» **PROBLEM**
Return each entry exactly, with none missing.

########################################

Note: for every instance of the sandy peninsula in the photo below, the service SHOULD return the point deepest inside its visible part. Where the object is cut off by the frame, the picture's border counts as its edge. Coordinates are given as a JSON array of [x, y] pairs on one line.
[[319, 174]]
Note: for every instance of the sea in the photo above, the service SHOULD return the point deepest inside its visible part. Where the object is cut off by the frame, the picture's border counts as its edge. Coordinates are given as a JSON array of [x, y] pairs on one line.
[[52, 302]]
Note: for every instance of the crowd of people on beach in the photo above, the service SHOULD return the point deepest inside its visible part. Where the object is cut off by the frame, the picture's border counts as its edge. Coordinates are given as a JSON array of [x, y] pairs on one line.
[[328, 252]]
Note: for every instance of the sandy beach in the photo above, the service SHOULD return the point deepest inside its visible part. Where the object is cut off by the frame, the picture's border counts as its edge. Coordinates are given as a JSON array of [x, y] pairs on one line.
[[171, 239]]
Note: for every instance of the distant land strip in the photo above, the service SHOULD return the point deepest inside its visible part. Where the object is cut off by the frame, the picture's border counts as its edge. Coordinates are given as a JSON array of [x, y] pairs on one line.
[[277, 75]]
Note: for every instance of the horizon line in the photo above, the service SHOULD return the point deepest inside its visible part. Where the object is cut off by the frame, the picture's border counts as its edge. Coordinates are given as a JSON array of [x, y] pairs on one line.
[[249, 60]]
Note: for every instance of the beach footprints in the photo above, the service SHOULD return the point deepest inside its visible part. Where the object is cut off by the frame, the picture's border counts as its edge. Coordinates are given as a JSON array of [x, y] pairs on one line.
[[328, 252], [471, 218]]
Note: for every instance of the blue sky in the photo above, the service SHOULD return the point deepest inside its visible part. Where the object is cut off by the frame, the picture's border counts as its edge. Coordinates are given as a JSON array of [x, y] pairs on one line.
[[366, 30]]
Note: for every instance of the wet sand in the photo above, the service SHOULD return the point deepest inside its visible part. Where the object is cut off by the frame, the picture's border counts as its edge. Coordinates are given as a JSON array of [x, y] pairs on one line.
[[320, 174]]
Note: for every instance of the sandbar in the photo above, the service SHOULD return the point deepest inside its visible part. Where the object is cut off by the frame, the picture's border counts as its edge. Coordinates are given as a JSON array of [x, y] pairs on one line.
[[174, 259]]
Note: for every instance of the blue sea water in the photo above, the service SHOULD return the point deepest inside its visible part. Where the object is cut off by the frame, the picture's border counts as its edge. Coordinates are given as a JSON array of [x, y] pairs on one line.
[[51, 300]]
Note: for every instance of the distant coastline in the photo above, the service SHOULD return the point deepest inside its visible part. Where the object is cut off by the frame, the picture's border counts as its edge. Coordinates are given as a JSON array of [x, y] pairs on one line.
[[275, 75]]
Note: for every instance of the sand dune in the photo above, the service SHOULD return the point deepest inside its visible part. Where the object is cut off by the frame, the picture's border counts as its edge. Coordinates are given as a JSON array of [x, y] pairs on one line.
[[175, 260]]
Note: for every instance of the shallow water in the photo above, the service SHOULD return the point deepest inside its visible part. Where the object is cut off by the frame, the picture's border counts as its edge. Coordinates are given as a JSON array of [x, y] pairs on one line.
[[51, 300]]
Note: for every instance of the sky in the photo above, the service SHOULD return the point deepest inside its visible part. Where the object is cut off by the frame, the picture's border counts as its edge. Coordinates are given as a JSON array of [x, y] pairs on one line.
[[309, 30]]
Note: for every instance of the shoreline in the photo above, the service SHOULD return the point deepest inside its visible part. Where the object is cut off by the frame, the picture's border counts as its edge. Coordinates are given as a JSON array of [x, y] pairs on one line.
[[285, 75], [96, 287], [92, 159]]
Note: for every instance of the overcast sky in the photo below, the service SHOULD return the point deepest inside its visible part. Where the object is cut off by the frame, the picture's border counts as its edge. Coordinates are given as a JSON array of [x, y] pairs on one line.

########################################

» **RESPONSE**
Note: for every instance of the sandy peninsula in the photo below, the service SHOULD return the point deepest inside its visible part. Where the object is cut off by the frame, the picture's border counts as its edge. Coordinates are given as a JSON array of [x, y] pairs on one line.
[[319, 174]]
Note: for every instance of the sea in the photo above, the service SHOULD return the point deepest inside its visible part. Where the object is cut off by the frame, the picture's border counts as its edge. Coordinates are given as a JSON array of [x, y] pairs on one line.
[[52, 302]]
Note: for every instance of the crowd of people on beach in the photo above, the service SHOULD return the point deepest inside its visible part. Where the object is cut off by the frame, the picture's border counts as its edge. Coordinates are given as a JSON array of [x, y] pairs on one line.
[[328, 252]]
Note: for every instance of the sandy beach in the photo above, the service SHOULD return the point deepest inside its visible part. Where the object is cut off by the frame, the picture's border counts as its edge. Coordinates are given as a JSON array of [x, y] pairs on one line.
[[171, 239]]
Note: for every instance of the distant land strip in the photo above, the service SHOULD return the point deepest inside its visible part. Where the object is cut off by the frame, the picture's border counts as its edge. Coordinates are given as a JSON array of [x, y] pairs on one line.
[[277, 75]]
Note: for every instance of the horizon line in the photo above, the service SHOULD return the point deepest inside its visible part. Where the object is cut off by the frame, the picture's border counts as its edge. Coordinates are given as a JSON array of [x, y] pairs on one line.
[[249, 60]]
Note: for every instance of the beach footprints in the photo above, the service SHOULD return the point deepest inside its visible part. Where the object is cut off by the frame, the picture's border counts as its edge. Coordinates are given as a JSON array of [x, y] pairs on one line.
[[328, 252], [471, 218]]
Note: for every instance of the blue sky in the photo above, the service SHOULD return the point deepest inside its visible part. Where the object is cut off by the frame, the picture's border counts as its edge. Coordinates are given as a JSON array of [x, y] pairs on one line.
[[366, 30]]
Note: for every instance of the wet sand in the photo above, the service SHOULD return the point deepest inside its visible part. Where the object is cut off by the frame, the picture's border counts as its edge. Coordinates are given as a JSON array of [x, y] pairs on one line.
[[320, 174]]
Note: for every instance of the sandbar in the photo above, the service SHOULD return the point deepest inside its visible part. Where the object is cut off by the frame, the picture's border counts as its edge. Coordinates are given as a JSON array of [x, y] pairs on one line.
[[174, 259]]
Note: for every instance of the blue sea water in the photo above, the service SHOULD return the point deepest inside its visible part. Where the object is cut off by the frame, the picture's border counts as its edge. Coordinates are given as a JSON array of [x, y] pairs on one line.
[[51, 300]]
Note: for every instance of the distant coastline in the photo above, the service SHOULD return the point deepest inside its visible part. Where the object is cut off by the frame, the picture's border counts as its edge. Coordinates are given as a JSON array of [x, y] pairs on one line.
[[275, 75]]
Note: for every instance of the sand dune in the photo above, the service SHOULD return the point deepest inside its visible part. Where the object is cut off by the frame, the picture's border counts as its edge. Coordinates are given as a JSON array of [x, y] pairs on one line.
[[175, 260]]
Note: for every instance of the shallow water in the photo above, the service SHOULD return the point deepest inside its visible part. Where the object is cut off by the frame, the picture's border counts as its edge. Coordinates are given as a JSON array of [x, y] pairs on one line.
[[51, 300]]
Note: for every instance of the sky in the photo above, the service SHOULD return the point deepest inside its visible part. Where the object is cut off by the frame, the picture's border counts as its edge. Coordinates are given as a JSON array of [x, y] pairs on one line.
[[309, 30]]
Note: for every instance of the shoreline in the photo above, the service SHOULD return the point deepest inside its visible part. Where the object is cut off by the frame, the picture's border counts as its edge. Coordinates are given as a JSON array of [x, y] pairs on one line.
[[285, 75], [96, 287], [92, 159]]
Note: for every instance of the overcast sky in the photo below, the service SHOULD return the point deepest inside its visible part. Where the object is cut off by the frame, the picture's border counts as its edge. Coordinates are given as a JSON array of [x, y] pairs on one line.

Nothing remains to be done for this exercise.